*Task statement:*
Could you copy out all of the records below word for word, leaving out the pictures?

★ ★ ★ ★ ★ ★ ★

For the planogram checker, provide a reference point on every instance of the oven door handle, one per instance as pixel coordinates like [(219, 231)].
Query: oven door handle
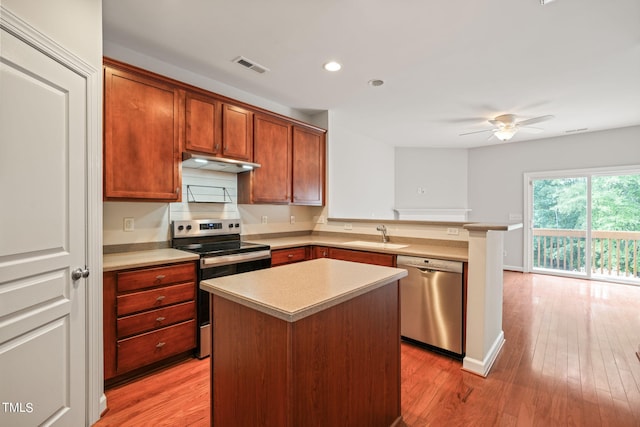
[(217, 261)]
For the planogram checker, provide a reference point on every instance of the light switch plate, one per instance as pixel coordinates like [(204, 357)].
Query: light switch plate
[(128, 224)]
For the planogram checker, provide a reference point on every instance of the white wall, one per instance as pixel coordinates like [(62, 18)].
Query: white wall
[(442, 173), (360, 173), (496, 173), (74, 24)]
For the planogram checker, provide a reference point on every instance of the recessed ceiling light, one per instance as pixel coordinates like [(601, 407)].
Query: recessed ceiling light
[(332, 66)]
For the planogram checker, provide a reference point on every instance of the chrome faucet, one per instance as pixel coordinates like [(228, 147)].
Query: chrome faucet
[(382, 228)]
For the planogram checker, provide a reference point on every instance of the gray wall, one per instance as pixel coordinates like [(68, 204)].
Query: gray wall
[(360, 173), (496, 173), (441, 173)]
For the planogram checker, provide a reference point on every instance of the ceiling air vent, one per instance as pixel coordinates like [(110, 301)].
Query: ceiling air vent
[(252, 65)]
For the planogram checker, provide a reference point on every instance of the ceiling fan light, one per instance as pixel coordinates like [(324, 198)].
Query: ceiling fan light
[(504, 134)]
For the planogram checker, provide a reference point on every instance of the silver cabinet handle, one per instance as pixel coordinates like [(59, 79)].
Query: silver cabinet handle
[(79, 273)]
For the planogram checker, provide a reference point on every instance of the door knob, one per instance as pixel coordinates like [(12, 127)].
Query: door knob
[(80, 273)]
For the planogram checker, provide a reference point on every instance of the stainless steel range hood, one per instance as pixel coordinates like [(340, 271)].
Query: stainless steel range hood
[(204, 162)]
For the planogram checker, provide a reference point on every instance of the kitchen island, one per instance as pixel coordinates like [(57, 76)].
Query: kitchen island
[(315, 343)]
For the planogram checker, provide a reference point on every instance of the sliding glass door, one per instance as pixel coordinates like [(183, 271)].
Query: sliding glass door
[(615, 225), (584, 224), (560, 224)]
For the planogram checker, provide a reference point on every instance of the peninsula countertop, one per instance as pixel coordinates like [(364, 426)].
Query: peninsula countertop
[(449, 250), (295, 291), (137, 259)]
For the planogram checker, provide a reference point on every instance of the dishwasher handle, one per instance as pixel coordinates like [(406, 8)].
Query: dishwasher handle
[(429, 264)]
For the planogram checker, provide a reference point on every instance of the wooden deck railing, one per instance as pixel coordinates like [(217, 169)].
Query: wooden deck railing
[(613, 253)]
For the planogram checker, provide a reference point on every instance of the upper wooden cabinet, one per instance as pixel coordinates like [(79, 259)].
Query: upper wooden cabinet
[(203, 124), (271, 183), (217, 128), (293, 164), (141, 136), (308, 166)]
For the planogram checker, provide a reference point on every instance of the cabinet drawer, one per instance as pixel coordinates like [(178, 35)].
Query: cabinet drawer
[(286, 256), (144, 349), (150, 277), (155, 298), (154, 319)]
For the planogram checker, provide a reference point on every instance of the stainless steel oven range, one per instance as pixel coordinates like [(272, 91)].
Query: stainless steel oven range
[(222, 253)]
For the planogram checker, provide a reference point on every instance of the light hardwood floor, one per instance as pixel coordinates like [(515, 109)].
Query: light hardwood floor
[(568, 360)]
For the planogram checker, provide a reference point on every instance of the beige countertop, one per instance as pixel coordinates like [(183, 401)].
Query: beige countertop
[(292, 292), (453, 252), (124, 260)]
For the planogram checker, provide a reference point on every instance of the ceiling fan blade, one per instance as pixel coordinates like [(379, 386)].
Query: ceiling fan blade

★ ★ ★ ★ ★ ★ ★

*Output:*
For the planogram checker, provide a reference point on every instance of the oven door handle, one per instance as pixel coordinates like [(219, 231)].
Query: oven door handle
[(217, 261)]
For the planogram checker, provide a reference point on every instance of the light switch plate, one per instance as pixel coordinates like [(204, 357)].
Query: light switch plate
[(128, 224)]
For the planogram checker, provide a reference point on every instance of the white wall, one per instance as pixel coordinates like [(62, 18)].
Query: white wall
[(442, 173), (360, 173), (496, 173), (74, 24)]
For the planogram checker, provide a reference point on every instance of the recessed ceiling light, one per instance as pixel coordinates like [(601, 407)].
Query: recessed ceiling light
[(332, 66)]
For the planogram checker, provide a reference point on every instance of the chrome faucet, one per instance as pixel coordinates like [(228, 147)].
Query: chrome faucet
[(382, 228)]
For the planogram checker, provide a reference point on every instance of the gray wall, one per instance as pixel coordinates like [(68, 204)].
Query: gray wall
[(360, 173), (496, 173), (441, 173)]
For the planogram checker, provide a reference point on every instance of the ceiling air vent, one per instance as pixel coordinates like [(110, 301)].
Query: ceiling air vent
[(252, 65)]
For the planogram checker, provide a reference point on every instance of the ceiling fan light, one per instance as pixel coordinates like [(324, 198)].
Query: ceiling fan light
[(504, 134)]
For the planogram checker, provide a reference point on every instance of the silver cabinet handle, one per instance as pixel coordinates like [(59, 79)].
Query: silver cabinet handle
[(79, 273)]
For the planogram checker, provide a reference point on every instance of the door knob, one per instance as pixel coordinates like [(12, 127)].
Query: door knob
[(80, 273)]
For the planogram checker, provide a reference point on every instance of the stainless steel range hood, one per instance as pixel coordinates like [(340, 271)].
Query: stainless steel range hood
[(204, 162)]
For the planogram checker, provide a reference point on every instance of the kitchen island, one per instance as pixel coordinates like [(57, 76)].
Query: kitchen island
[(315, 343)]
For the planogram checker, provide a reference point on every instance of the sliding glass door, one per instance as pixel coordinates like [(183, 271)].
Query: sliding glass door
[(615, 225), (584, 224), (560, 224)]
For the planogram checker, provide a reference point on every instance of the peninsula countertop, one per instance as pixel coordinates like [(364, 426)].
Query: peninsula countertop
[(449, 250), (295, 291), (137, 259)]
For the planogram checker, provide a reference point on every instance of the dishwasher handle, one per instance as pixel coordinates like [(406, 8)].
Query: dishwasher handle
[(429, 264)]
For the planogram checker, provide a reference point on every instance of the wooden deck railing, one per instance as pixel coordinates like [(217, 169)].
Query: wooden deck railing
[(613, 253)]
For the planogram checker, provide a reference point on every instance of the upper wooden cabinet, one per instance as pixel coordinates like [(79, 259)].
Query: upper wooden cabinet
[(203, 124), (271, 183), (217, 128), (293, 164), (141, 136), (308, 166)]
For the planogram checker, provide a reference point on every instance of the cabinet drawer, one per instance as pixel coordinates like [(178, 35)].
Query: cabinet drawer
[(286, 256), (144, 349), (150, 277), (155, 298), (154, 319)]
For the planogram checker, provide a reference point on every instance of the stainless steel oven range, one per instance as pixel coordinates like [(272, 91)].
Query: stainless steel oven range
[(222, 253)]
For the planogram checker, provide a reference point on every instance of the light hardwood floor, one per instance as pixel coordinates like [(515, 109)].
Query: light hardwood floor
[(568, 360)]
For the planogram checker, provide a reference point on every instance of the beige countertop, one per instance as pixel coordinates like [(183, 401)].
Query: beige countertop
[(292, 292), (453, 252), (124, 260)]
For the planogram checker, provide a reference point on every instance of the ceiling fan blade, one per instance as pixel coordinates like [(379, 386)].
Query: ceiling fan blade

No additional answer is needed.